Gespeicherte Datensatzeinträge:
--------------------------------------------------
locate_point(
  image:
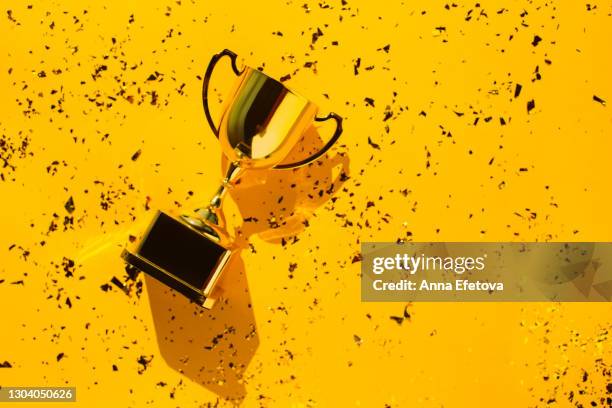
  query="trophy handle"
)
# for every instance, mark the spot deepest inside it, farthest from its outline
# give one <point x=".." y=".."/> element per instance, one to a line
<point x="207" y="75"/>
<point x="325" y="148"/>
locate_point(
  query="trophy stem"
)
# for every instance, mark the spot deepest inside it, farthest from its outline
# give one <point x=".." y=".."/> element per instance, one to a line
<point x="210" y="220"/>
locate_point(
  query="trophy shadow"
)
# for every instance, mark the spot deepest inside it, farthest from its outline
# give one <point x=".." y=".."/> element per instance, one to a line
<point x="214" y="347"/>
<point x="210" y="347"/>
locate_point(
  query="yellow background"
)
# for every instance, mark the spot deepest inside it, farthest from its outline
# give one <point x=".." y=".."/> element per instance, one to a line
<point x="304" y="340"/>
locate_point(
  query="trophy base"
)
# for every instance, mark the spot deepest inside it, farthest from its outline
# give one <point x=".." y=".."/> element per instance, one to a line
<point x="180" y="257"/>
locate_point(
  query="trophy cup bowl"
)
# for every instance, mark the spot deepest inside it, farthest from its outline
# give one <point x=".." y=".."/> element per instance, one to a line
<point x="261" y="122"/>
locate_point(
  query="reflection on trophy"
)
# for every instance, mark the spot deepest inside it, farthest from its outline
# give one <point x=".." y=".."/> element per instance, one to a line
<point x="261" y="122"/>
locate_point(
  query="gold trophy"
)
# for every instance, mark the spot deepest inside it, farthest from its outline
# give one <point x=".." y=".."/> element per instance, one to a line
<point x="261" y="122"/>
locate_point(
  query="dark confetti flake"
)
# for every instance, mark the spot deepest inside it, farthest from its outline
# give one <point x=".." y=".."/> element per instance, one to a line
<point x="69" y="206"/>
<point x="530" y="105"/>
<point x="374" y="145"/>
<point x="536" y="40"/>
<point x="517" y="90"/>
<point x="397" y="319"/>
<point x="599" y="100"/>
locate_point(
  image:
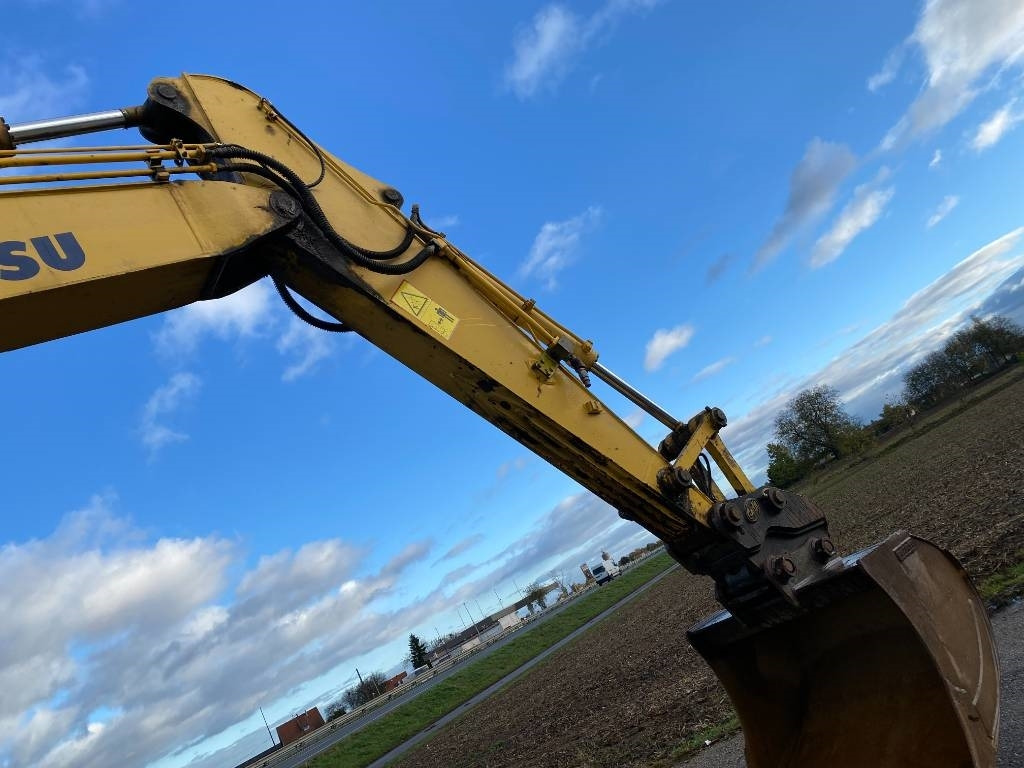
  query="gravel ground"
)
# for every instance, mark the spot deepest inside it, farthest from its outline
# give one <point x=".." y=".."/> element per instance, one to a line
<point x="630" y="691"/>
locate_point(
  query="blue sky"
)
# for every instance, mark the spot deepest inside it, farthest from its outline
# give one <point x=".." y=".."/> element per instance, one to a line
<point x="201" y="510"/>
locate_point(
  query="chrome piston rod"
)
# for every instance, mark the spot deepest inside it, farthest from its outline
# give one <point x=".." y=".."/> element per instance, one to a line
<point x="43" y="130"/>
<point x="647" y="406"/>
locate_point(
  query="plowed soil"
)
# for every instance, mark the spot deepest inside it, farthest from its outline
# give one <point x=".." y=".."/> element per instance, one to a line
<point x="629" y="692"/>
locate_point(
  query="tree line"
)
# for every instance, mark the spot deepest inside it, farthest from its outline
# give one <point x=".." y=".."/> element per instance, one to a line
<point x="814" y="428"/>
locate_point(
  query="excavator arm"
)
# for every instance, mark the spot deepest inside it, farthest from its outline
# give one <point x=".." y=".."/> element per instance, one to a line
<point x="228" y="192"/>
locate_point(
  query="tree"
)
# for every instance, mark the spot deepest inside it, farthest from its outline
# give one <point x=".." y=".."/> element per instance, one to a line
<point x="783" y="468"/>
<point x="538" y="594"/>
<point x="984" y="346"/>
<point x="997" y="338"/>
<point x="814" y="426"/>
<point x="418" y="653"/>
<point x="895" y="414"/>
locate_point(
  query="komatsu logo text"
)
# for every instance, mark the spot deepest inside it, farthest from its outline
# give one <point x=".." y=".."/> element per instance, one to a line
<point x="20" y="260"/>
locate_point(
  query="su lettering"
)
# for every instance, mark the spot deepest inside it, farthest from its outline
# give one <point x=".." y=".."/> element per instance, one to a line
<point x="18" y="261"/>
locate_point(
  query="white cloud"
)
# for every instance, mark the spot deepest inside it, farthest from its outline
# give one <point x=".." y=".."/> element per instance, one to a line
<point x="944" y="209"/>
<point x="812" y="193"/>
<point x="718" y="267"/>
<point x="962" y="42"/>
<point x="715" y="368"/>
<point x="864" y="208"/>
<point x="30" y="92"/>
<point x="875" y="365"/>
<point x="992" y="130"/>
<point x="889" y="70"/>
<point x="461" y="547"/>
<point x="635" y="418"/>
<point x="103" y="620"/>
<point x="556" y="245"/>
<point x="244" y="313"/>
<point x="556" y="38"/>
<point x="310" y="345"/>
<point x="664" y="343"/>
<point x="444" y="222"/>
<point x="181" y="388"/>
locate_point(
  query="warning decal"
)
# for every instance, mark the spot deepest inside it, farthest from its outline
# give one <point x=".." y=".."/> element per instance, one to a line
<point x="434" y="316"/>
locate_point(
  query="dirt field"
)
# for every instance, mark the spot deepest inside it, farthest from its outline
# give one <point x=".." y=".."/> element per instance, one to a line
<point x="631" y="691"/>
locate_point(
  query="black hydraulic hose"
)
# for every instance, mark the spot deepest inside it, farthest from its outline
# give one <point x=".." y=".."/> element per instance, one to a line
<point x="259" y="170"/>
<point x="361" y="256"/>
<point x="300" y="311"/>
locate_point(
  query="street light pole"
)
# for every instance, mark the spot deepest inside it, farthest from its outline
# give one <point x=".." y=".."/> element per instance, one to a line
<point x="267" y="727"/>
<point x="475" y="626"/>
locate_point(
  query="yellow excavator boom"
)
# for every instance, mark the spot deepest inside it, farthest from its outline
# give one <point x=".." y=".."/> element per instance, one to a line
<point x="885" y="656"/>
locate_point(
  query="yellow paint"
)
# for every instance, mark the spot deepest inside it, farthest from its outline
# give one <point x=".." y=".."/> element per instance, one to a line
<point x="425" y="309"/>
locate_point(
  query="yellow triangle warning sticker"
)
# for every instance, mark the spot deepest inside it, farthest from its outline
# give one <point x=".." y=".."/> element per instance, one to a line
<point x="426" y="310"/>
<point x="414" y="301"/>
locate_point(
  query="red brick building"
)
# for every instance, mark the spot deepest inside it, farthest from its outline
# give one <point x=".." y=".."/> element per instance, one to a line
<point x="299" y="726"/>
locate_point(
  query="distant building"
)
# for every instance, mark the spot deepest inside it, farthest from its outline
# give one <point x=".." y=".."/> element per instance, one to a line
<point x="395" y="681"/>
<point x="511" y="619"/>
<point x="299" y="726"/>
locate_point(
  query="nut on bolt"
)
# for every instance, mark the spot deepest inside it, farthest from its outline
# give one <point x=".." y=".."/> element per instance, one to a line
<point x="775" y="498"/>
<point x="752" y="510"/>
<point x="730" y="514"/>
<point x="718" y="419"/>
<point x="781" y="567"/>
<point x="822" y="548"/>
<point x="674" y="480"/>
<point x="392" y="197"/>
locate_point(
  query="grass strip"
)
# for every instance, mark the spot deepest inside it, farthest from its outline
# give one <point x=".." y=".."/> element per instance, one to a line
<point x="1004" y="586"/>
<point x="382" y="735"/>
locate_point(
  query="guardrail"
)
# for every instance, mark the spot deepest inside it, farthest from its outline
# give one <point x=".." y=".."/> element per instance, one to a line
<point x="327" y="729"/>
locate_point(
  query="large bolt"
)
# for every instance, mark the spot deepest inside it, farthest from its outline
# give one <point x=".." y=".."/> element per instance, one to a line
<point x="674" y="481"/>
<point x="168" y="91"/>
<point x="730" y="514"/>
<point x="775" y="498"/>
<point x="392" y="197"/>
<point x="286" y="205"/>
<point x="781" y="567"/>
<point x="822" y="549"/>
<point x="718" y="419"/>
<point x="752" y="510"/>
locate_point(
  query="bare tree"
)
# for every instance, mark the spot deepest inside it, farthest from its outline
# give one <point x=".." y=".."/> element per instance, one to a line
<point x="814" y="425"/>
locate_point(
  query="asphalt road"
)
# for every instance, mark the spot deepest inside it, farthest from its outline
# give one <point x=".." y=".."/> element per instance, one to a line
<point x="1009" y="628"/>
<point x="300" y="757"/>
<point x="427" y="733"/>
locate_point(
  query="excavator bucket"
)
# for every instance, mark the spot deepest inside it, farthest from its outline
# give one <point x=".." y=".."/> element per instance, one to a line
<point x="891" y="664"/>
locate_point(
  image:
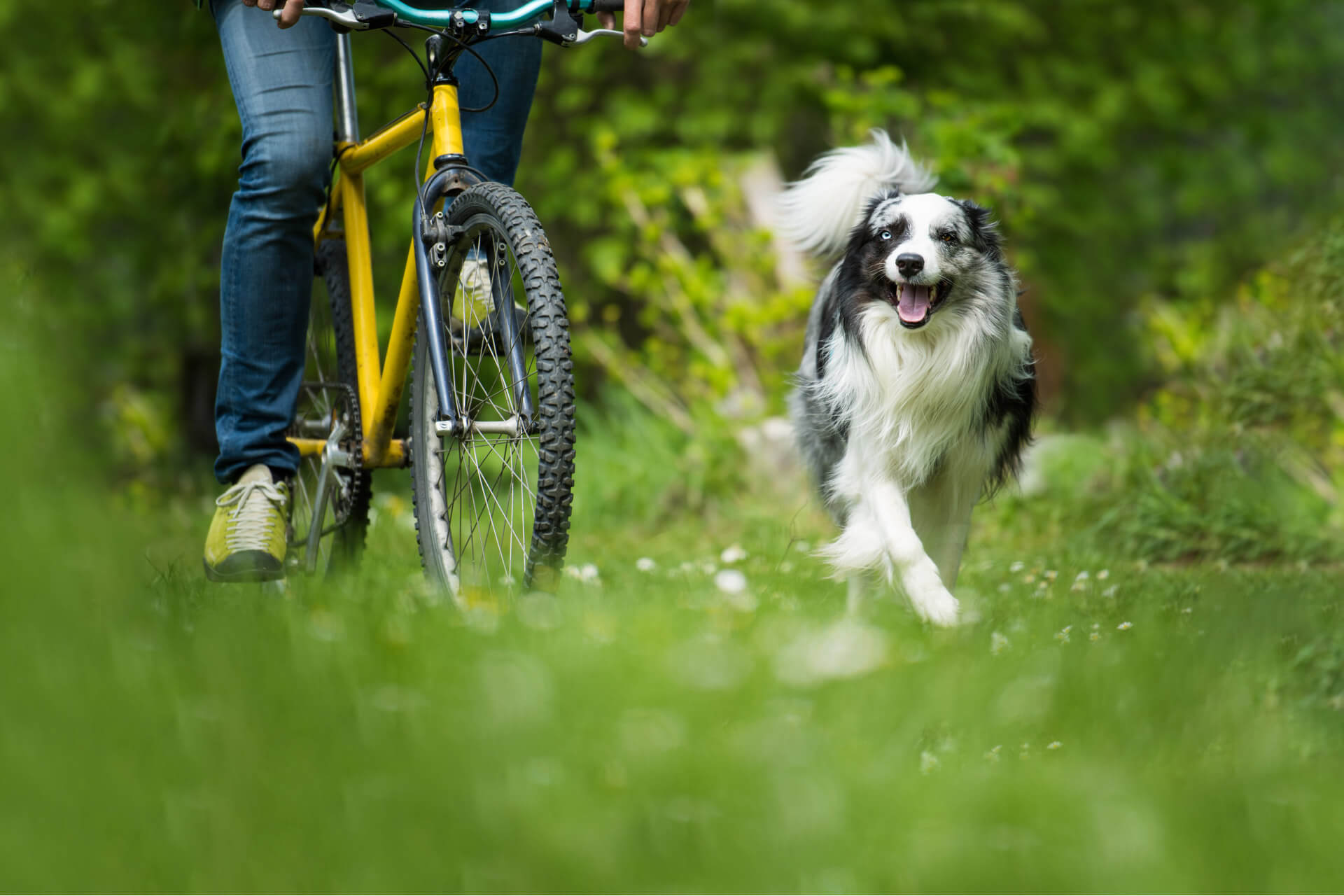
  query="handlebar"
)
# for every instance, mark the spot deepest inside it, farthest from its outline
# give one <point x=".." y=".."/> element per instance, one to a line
<point x="365" y="15"/>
--------------------------------------------------
**AUFGABENSTELLUNG:** Listen Sie jede Zeile der obigen Datensätze, die die Zeichenfolge „excavator“ enthält, unverändert auf. Beachten Sie dabei die Groß- und Kleinschreibung.

**LÖSUNG DER AUFGABE:**
  query="excavator arm"
  query="yellow excavator boom"
  query="excavator bucket"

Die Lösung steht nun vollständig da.